▸ INPUT DATA
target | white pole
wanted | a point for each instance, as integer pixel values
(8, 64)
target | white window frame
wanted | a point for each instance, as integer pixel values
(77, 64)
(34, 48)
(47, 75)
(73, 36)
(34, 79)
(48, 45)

▸ EXERCISE
Once more, write out the records exactly as they are.

▸ EXERCISE OUTPUT
target | white pole
wanted | a point for each instance, as integer pixel values
(8, 64)
target | white window frame
wanted | a point for each instance, as integer pixel values
(77, 64)
(34, 48)
(47, 75)
(73, 36)
(34, 79)
(48, 45)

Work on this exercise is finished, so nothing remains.